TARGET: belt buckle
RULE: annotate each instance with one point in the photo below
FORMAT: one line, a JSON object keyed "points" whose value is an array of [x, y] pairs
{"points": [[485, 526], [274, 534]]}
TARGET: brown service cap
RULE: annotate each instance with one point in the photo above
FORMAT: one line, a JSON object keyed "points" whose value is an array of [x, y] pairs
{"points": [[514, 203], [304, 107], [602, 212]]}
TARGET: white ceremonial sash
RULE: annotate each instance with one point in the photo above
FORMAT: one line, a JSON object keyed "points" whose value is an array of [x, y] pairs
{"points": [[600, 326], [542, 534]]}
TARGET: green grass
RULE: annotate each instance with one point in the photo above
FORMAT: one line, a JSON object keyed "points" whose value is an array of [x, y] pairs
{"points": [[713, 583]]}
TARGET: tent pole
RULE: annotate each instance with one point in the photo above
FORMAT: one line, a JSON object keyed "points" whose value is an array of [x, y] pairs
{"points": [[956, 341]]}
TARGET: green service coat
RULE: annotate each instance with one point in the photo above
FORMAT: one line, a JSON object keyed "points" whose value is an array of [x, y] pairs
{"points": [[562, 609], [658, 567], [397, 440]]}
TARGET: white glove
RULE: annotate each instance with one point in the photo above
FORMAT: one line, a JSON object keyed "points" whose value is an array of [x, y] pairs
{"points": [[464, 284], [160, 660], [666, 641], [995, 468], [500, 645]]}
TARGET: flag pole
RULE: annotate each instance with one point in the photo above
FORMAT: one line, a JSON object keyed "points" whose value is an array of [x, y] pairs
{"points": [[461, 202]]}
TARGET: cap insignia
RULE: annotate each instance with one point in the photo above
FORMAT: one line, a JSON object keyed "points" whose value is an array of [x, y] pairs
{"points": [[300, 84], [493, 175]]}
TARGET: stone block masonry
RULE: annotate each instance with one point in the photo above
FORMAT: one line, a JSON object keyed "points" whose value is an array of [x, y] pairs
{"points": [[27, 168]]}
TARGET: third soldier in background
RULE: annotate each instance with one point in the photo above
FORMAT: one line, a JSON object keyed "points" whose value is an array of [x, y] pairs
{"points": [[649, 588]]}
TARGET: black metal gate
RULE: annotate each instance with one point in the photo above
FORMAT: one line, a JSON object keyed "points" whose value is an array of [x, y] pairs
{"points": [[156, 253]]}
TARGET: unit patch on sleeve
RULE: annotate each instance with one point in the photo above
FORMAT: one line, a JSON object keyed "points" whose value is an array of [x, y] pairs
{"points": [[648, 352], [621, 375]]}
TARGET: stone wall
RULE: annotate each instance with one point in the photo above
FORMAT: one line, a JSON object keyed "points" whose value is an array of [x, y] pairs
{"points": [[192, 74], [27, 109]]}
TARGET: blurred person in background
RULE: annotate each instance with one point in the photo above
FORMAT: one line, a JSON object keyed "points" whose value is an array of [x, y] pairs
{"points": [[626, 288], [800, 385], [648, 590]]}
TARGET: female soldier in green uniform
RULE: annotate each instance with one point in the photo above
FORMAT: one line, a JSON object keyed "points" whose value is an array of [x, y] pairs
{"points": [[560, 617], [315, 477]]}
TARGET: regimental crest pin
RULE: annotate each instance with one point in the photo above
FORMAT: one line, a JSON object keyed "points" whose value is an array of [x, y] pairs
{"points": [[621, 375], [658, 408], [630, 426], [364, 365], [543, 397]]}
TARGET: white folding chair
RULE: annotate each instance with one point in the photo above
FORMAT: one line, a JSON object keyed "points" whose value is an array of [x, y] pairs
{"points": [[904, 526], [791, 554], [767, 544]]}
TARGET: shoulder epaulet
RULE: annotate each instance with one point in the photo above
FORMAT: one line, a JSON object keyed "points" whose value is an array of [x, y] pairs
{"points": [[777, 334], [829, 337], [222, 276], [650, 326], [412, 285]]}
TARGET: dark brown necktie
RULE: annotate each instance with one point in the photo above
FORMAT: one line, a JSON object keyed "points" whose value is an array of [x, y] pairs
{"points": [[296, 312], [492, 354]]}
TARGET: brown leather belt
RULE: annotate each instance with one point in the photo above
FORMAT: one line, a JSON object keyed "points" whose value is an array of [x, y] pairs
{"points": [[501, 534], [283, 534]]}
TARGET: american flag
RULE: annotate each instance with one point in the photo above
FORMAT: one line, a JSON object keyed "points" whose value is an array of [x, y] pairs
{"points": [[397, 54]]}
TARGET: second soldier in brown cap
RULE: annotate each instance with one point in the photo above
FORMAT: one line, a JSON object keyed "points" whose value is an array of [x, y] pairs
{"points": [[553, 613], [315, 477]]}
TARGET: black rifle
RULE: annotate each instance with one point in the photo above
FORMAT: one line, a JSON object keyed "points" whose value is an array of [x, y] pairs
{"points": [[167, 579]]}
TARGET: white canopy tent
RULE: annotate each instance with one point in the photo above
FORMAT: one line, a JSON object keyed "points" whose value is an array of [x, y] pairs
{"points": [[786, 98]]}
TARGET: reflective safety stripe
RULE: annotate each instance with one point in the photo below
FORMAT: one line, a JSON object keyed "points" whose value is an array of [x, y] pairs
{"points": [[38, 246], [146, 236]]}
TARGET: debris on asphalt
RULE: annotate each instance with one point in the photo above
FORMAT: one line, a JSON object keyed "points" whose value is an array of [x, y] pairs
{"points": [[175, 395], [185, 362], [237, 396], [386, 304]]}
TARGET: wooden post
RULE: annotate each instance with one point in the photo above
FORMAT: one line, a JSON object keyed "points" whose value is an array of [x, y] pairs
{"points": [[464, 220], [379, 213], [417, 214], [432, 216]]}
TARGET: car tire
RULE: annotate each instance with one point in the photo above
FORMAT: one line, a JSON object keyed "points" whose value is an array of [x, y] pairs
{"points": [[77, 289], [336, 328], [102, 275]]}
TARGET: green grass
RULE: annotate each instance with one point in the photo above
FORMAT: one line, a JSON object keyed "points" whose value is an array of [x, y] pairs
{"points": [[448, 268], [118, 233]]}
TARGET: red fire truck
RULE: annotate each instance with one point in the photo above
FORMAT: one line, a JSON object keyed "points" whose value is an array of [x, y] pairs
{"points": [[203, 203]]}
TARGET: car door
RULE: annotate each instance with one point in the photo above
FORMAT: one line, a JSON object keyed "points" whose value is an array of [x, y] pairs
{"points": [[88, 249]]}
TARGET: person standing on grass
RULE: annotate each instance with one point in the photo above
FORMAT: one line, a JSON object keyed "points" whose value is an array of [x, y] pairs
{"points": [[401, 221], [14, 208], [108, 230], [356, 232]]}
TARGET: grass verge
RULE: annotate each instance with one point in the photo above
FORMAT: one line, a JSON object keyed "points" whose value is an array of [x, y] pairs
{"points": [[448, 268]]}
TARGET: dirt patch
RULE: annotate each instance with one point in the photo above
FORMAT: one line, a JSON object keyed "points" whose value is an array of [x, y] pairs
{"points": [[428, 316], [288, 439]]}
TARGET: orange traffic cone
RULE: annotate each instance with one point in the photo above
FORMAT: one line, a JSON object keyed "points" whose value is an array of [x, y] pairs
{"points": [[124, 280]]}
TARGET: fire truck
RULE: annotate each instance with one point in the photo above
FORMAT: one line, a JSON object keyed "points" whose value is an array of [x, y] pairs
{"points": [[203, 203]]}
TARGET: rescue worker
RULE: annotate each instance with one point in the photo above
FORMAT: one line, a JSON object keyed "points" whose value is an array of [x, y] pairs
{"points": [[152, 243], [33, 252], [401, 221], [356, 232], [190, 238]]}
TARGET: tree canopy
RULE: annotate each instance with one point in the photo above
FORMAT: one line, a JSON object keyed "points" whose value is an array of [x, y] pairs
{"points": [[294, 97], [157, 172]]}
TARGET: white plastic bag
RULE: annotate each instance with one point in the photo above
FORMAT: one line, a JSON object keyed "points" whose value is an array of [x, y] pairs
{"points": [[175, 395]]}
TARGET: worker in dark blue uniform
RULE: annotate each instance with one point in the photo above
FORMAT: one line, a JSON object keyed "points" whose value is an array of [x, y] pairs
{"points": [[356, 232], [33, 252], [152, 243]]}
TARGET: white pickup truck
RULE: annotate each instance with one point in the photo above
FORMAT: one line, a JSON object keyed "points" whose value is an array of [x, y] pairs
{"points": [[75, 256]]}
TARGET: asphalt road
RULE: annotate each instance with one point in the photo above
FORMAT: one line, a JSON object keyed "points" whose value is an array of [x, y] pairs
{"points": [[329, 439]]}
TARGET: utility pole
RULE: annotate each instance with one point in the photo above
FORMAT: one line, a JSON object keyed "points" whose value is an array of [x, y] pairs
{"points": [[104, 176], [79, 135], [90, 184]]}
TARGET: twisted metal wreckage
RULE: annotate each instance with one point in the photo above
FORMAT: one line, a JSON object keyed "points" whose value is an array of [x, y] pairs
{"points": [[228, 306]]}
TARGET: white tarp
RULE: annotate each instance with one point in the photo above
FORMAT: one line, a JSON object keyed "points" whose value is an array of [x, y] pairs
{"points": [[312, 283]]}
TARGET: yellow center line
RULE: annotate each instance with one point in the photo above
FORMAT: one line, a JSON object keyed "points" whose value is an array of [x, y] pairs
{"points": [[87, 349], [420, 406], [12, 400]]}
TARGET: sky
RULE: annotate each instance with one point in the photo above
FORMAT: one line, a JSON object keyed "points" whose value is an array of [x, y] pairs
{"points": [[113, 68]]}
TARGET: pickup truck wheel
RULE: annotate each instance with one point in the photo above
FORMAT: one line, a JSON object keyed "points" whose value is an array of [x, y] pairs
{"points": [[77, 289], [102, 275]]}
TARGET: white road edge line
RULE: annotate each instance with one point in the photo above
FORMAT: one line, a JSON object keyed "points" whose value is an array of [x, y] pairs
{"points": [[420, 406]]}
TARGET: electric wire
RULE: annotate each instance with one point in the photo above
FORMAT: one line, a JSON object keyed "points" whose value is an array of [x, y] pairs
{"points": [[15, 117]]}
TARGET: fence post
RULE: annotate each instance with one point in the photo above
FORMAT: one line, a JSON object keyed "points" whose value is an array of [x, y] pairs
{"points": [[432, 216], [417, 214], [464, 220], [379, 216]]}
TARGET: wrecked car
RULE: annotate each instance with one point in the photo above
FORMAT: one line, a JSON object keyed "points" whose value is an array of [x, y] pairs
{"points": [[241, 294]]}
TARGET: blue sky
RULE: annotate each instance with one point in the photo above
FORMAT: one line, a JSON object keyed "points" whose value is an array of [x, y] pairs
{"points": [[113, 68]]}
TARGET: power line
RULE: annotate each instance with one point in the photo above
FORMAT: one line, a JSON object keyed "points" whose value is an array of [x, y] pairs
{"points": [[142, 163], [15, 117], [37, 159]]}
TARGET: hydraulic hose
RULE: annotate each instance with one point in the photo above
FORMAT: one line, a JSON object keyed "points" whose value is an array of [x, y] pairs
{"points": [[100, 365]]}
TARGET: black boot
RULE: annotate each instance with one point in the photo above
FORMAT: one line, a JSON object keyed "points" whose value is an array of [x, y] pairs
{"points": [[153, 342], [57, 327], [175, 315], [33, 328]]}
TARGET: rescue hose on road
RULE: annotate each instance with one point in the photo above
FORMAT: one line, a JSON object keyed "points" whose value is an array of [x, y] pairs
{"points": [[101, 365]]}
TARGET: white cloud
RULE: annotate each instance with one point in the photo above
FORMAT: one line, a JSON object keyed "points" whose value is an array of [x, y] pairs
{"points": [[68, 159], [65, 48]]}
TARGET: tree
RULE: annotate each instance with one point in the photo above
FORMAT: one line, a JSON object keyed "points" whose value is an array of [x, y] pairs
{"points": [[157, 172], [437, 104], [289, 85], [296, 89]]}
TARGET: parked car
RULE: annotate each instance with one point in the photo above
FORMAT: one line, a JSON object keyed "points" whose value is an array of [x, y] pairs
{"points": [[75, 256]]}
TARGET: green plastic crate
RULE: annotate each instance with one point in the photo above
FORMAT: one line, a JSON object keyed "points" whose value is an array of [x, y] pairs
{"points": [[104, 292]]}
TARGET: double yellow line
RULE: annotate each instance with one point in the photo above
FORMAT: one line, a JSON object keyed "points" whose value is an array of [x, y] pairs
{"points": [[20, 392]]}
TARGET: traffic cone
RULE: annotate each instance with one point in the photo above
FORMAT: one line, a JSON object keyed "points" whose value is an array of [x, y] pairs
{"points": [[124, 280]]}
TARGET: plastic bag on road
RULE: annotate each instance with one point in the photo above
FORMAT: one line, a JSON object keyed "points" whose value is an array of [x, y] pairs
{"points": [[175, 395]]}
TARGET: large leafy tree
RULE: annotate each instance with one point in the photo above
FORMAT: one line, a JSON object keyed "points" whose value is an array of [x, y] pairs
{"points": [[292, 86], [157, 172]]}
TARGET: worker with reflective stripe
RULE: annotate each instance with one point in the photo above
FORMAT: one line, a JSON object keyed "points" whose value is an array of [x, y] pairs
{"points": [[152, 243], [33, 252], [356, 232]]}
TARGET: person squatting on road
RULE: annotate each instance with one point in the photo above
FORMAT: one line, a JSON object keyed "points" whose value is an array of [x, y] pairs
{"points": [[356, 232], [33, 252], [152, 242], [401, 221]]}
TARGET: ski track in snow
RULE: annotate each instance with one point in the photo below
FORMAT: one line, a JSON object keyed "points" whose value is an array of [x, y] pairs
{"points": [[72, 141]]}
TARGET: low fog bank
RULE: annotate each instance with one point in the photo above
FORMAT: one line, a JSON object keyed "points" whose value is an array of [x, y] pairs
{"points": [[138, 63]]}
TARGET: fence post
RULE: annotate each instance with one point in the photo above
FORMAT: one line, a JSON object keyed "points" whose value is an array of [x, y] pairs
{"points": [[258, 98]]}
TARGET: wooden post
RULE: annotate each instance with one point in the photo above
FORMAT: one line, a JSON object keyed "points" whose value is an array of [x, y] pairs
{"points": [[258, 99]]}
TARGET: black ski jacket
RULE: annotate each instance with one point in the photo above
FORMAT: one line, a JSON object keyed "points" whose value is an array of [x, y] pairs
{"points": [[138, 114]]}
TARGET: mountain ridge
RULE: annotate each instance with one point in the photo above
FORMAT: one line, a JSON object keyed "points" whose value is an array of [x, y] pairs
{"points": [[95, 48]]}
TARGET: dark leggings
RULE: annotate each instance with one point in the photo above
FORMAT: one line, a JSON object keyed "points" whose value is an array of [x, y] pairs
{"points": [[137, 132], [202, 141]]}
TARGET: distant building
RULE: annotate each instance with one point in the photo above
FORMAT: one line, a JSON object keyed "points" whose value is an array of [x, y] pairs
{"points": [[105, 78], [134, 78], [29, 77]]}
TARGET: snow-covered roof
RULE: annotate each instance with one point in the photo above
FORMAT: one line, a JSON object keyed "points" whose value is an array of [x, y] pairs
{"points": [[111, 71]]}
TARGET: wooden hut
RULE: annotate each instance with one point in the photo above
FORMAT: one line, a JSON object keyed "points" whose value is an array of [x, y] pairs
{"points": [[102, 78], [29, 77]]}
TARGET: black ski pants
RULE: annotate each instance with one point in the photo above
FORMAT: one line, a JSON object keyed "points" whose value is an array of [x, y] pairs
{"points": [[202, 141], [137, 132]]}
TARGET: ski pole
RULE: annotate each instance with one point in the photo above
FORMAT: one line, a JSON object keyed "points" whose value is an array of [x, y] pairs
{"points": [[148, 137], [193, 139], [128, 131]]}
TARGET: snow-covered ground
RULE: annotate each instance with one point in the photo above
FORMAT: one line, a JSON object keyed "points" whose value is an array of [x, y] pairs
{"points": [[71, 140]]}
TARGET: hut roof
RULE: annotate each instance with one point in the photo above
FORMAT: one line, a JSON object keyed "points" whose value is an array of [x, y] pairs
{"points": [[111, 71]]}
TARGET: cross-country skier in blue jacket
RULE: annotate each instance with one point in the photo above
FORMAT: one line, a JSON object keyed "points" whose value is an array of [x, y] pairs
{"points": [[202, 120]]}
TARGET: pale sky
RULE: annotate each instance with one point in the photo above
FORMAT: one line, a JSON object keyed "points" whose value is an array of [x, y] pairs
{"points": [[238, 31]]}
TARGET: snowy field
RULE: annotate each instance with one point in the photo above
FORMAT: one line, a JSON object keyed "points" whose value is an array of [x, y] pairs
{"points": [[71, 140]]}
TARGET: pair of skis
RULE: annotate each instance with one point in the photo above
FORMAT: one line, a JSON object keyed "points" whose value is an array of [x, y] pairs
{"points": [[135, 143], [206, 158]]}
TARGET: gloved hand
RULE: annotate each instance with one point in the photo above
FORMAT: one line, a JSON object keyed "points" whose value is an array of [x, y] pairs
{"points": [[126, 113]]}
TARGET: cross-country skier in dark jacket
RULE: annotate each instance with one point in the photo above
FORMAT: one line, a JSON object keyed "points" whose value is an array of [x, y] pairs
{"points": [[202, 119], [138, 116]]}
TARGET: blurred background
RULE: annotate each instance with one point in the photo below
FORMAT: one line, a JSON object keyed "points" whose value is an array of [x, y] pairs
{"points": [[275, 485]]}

+++++

● **Task directions**: Return, word for word, each line from the line that contains "TARGET: gloved hand" to the end of the listing above; include both end lines and nothing else.

● **Completed exercise**:
TARGET: gloved hand
RULE: annotate each instance with one point in the photo above
FORMAT: one line, a JSON object keyed "points" whose value is an array of [x, y] pairs
{"points": [[126, 113]]}
TARGET: cross-country skier in dark jacket
RULE: annotate each instance with one point in the photo above
FORMAT: one line, a JSON object keyed "points" whose value is an array of [x, y] pairs
{"points": [[202, 119], [138, 116]]}
TARGET: blurred background
RULE: annotate each instance with one point in the photo below
FORMAT: one line, a JSON object keyed "points" whose value is an array of [x, y] pairs
{"points": [[275, 485]]}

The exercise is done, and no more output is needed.